— Assigned task —
What follows is a set of records; repeat all of them exactly.

— Source material —
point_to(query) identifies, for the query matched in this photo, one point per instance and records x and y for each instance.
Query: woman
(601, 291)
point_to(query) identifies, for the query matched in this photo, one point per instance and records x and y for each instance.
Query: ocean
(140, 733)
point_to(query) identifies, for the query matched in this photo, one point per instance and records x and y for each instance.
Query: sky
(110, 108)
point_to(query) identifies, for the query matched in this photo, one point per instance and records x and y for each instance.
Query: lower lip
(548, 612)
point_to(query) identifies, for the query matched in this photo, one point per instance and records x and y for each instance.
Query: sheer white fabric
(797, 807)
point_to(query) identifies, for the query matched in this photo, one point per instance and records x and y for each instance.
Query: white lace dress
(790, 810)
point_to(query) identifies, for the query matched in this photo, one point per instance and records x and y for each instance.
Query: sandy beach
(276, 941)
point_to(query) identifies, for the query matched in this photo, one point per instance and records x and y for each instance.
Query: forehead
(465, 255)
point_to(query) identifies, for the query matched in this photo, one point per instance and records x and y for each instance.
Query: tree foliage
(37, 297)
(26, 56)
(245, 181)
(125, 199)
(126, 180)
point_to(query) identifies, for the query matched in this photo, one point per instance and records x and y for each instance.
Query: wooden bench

— Written answer —
point_to(query) identifies, for the query matched in this photo, one point per instance and records x and y for each instance.
Query: woman
(601, 291)
point_to(query) identifies, for the query matched in this photo, one point per instance and records x and y for each instance.
Query: ocean
(140, 733)
point_to(query) identifies, for the query matched in this photo, one point per instance and records x and y for each instance.
Query: sky
(110, 108)
point_to(query) identifies, for the query matched in this photo, one point per instance and records x and y for each instance.
Query: lower lip
(548, 612)
point_to(query) identifies, for the query matched in this photo, one point per instance and records x and y for each instance.
Query: sheer white fabric
(797, 807)
point_to(query) identifies, for the query matched in this photo, one point per instance and records x and y for each instance.
Query: white lace dress
(790, 810)
point_to(query) identifies, for the query matched in this photo, one point per instance and records x and y for each instance.
Query: sandy beach
(276, 941)
point_to(query) identifies, for the query matched in this photo, one point per instance and records x and y for each instance.
Query: forehead
(465, 255)
point_to(query) identifies, for the query matched in this photo, one point per instance and records x and y for each instance.
Query: tree foliage
(37, 297)
(26, 56)
(245, 181)
(125, 199)
(126, 180)
point_to(query) identifies, for the query matched in this photo, one point per instance and records x and y for each instance.
Query: wooden bench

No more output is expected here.